• [OBJECTIVE]
Return each line of the material below that contains the string "Query". Matching is case-sensitive.

-- begin PROVIDED DATA --

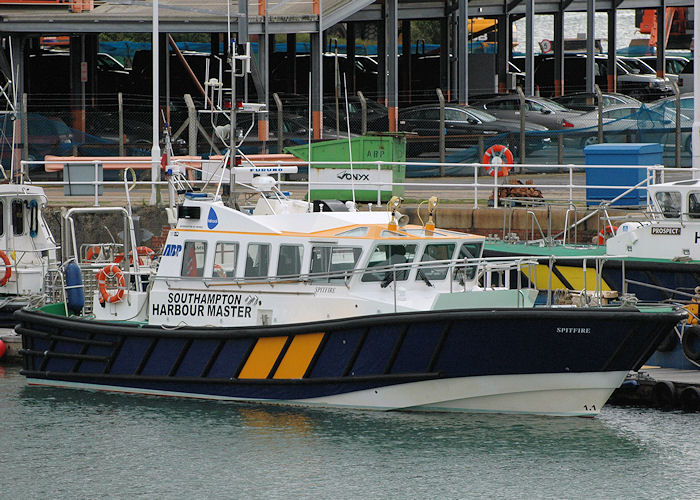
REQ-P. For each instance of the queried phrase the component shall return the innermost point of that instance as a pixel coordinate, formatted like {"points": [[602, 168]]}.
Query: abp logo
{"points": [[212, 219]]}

-- end PROVIDED DATA --
-- begin PROVIDED DATA --

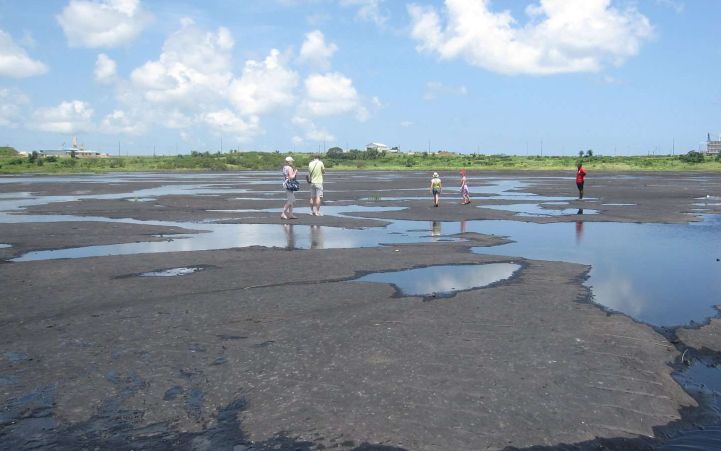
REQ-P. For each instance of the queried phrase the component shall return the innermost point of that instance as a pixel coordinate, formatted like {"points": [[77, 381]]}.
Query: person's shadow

-- end PROVIDED DATA --

• [RESULT OF THE EXERCISE]
Query: abp logo
Query: person's shadow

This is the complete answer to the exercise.